#### Exercise objective
Your answer should be the lines below from the one holding "drawn like (539,311)." through the one holding "drawn like (341,103).", copied exactly and with nothing else.

Record excerpts Start Marker

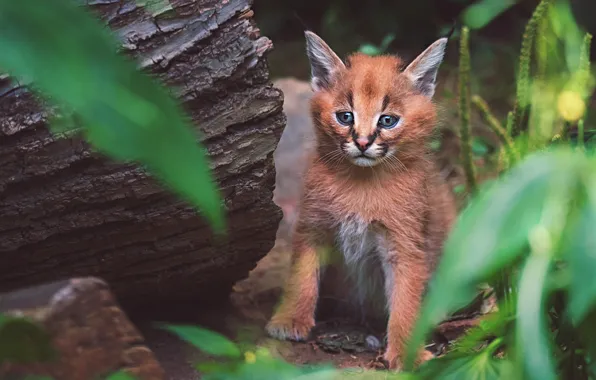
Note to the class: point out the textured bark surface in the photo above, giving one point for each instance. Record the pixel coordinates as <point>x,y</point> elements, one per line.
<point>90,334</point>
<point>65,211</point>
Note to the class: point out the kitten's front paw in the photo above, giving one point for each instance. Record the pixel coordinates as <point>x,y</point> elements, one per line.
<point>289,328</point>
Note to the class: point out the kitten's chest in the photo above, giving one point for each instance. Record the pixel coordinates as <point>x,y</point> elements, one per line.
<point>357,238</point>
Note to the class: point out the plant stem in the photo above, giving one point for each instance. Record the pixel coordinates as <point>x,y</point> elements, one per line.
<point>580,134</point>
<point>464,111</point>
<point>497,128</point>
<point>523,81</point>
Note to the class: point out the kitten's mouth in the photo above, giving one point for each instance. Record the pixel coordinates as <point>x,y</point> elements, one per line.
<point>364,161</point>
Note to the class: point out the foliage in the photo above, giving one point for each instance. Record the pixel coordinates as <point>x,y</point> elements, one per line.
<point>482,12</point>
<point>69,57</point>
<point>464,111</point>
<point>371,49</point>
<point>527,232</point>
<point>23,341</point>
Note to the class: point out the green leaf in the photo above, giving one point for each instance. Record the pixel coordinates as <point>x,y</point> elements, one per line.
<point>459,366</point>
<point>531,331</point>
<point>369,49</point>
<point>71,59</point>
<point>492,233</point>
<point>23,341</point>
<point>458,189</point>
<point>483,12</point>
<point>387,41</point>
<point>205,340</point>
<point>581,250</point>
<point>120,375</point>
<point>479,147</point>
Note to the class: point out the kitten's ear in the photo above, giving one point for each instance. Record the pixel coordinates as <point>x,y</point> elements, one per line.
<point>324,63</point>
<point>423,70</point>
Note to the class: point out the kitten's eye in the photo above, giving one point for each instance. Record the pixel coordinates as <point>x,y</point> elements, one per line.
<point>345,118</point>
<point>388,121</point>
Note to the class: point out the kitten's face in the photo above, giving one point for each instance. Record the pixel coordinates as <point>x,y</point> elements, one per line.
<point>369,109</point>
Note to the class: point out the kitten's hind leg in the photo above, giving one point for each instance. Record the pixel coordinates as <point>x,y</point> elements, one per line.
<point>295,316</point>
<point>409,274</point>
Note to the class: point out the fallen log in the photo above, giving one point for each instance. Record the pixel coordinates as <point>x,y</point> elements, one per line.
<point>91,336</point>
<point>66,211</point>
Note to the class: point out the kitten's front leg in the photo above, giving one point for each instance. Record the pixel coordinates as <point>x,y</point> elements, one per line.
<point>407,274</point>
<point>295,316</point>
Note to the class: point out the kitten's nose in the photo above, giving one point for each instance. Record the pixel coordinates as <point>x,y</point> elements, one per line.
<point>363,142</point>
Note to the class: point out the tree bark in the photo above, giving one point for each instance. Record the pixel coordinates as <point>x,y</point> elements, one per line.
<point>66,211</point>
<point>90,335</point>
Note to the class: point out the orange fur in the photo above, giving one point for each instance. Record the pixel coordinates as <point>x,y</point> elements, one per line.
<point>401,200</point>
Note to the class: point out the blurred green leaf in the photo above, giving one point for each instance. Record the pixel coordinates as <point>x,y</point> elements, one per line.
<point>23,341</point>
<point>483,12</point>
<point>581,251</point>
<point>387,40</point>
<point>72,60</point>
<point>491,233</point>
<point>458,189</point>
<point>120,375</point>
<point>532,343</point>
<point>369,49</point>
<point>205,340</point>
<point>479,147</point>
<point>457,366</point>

Record excerpts End Marker
Record excerpts Start Marker

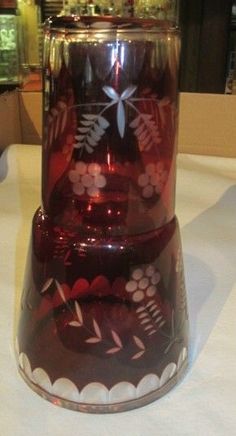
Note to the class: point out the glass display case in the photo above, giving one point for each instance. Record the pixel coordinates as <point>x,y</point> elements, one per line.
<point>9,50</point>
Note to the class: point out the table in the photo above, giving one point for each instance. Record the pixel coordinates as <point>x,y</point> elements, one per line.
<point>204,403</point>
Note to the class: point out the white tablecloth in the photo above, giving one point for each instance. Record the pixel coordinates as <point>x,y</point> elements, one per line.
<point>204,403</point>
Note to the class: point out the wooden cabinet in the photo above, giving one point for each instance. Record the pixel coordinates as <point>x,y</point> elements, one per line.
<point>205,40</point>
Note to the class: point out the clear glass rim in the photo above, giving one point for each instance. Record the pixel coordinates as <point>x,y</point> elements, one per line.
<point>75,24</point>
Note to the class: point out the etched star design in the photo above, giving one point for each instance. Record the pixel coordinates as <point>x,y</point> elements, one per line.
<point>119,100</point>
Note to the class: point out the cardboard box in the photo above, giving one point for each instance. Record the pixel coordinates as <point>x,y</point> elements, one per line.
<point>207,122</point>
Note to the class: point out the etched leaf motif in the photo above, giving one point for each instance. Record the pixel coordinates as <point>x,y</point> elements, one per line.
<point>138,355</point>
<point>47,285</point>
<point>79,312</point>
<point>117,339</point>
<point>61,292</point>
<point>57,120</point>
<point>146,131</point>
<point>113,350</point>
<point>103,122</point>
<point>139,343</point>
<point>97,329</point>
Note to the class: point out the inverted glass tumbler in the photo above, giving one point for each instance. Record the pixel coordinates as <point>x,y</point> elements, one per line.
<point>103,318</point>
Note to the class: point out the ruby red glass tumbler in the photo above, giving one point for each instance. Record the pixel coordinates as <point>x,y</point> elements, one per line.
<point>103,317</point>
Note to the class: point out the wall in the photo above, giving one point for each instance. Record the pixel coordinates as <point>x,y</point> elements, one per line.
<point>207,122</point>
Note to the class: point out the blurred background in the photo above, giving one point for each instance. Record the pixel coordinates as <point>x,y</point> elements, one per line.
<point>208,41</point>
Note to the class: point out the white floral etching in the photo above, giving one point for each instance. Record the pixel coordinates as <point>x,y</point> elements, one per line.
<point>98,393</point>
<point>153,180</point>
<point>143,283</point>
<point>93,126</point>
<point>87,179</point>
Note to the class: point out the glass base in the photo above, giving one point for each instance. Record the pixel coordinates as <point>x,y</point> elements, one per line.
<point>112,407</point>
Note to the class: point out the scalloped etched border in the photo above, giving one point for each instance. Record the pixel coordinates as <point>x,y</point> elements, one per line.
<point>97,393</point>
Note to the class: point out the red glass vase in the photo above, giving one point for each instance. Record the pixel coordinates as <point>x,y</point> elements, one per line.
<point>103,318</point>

Record excerpts End Marker
Record excerpts Start Marker

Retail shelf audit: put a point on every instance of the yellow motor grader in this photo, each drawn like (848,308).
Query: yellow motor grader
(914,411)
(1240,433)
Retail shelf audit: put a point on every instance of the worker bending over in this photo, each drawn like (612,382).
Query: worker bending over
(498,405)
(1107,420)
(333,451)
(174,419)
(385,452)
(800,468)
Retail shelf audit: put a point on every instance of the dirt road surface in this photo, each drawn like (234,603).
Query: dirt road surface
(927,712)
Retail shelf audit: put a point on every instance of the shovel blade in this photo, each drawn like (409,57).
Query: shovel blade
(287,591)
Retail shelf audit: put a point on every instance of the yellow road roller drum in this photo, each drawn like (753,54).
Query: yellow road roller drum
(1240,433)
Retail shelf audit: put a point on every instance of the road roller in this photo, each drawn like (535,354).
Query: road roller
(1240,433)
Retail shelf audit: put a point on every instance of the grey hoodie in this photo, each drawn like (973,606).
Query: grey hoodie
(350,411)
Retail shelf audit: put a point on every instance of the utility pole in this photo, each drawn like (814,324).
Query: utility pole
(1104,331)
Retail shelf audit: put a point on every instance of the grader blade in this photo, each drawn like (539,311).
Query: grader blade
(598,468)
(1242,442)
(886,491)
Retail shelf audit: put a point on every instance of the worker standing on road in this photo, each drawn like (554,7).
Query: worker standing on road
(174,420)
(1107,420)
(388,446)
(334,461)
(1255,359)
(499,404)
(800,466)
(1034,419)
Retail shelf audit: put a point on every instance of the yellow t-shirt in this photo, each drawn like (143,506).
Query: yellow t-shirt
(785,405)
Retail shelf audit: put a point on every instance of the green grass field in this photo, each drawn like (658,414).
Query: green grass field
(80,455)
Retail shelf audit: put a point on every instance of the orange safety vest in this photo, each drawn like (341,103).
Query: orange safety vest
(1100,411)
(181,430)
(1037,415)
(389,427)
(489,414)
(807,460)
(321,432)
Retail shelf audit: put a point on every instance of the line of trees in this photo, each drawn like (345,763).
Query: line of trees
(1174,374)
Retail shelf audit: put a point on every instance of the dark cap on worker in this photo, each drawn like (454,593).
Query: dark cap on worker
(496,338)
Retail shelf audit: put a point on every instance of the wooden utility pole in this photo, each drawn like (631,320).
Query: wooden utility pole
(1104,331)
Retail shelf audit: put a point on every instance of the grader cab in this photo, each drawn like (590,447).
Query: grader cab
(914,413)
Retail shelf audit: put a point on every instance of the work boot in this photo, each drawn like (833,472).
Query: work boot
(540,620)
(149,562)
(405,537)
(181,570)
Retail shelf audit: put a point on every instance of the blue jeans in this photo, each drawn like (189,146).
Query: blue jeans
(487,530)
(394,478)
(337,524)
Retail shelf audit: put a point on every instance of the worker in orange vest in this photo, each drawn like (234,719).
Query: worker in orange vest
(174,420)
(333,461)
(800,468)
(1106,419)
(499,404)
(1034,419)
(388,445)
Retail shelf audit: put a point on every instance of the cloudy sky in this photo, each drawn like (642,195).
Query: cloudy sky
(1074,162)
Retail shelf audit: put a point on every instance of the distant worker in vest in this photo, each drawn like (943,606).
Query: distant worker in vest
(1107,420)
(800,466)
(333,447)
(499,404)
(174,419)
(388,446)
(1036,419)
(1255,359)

Record excerpts End Marker

#### Completed task
Retail shelf audit: put a point on every instance of the grader blade in this photo, each drawn like (539,311).
Query: grader blade
(598,468)
(1242,442)
(886,491)
Retail shelf audit: put a point on every instance of the worker standing on road in this photo, each drawn like (554,7).
Query: worker standing on road
(174,420)
(1107,420)
(388,446)
(334,461)
(1255,359)
(499,404)
(800,466)
(1034,419)
Retail shelf audit: put a point on every instance of the yellow t-shirt in this photo, each drawn like (143,506).
Query: yellow t-shirt
(785,405)
Retail shelf audit: put a point on every instance of the green grass field in this photo, each drawn like (658,414).
Query: green grass field
(80,455)
Retail shelf audit: put a point on every instance of the orange safety vest in this photo, each drawn like (341,103).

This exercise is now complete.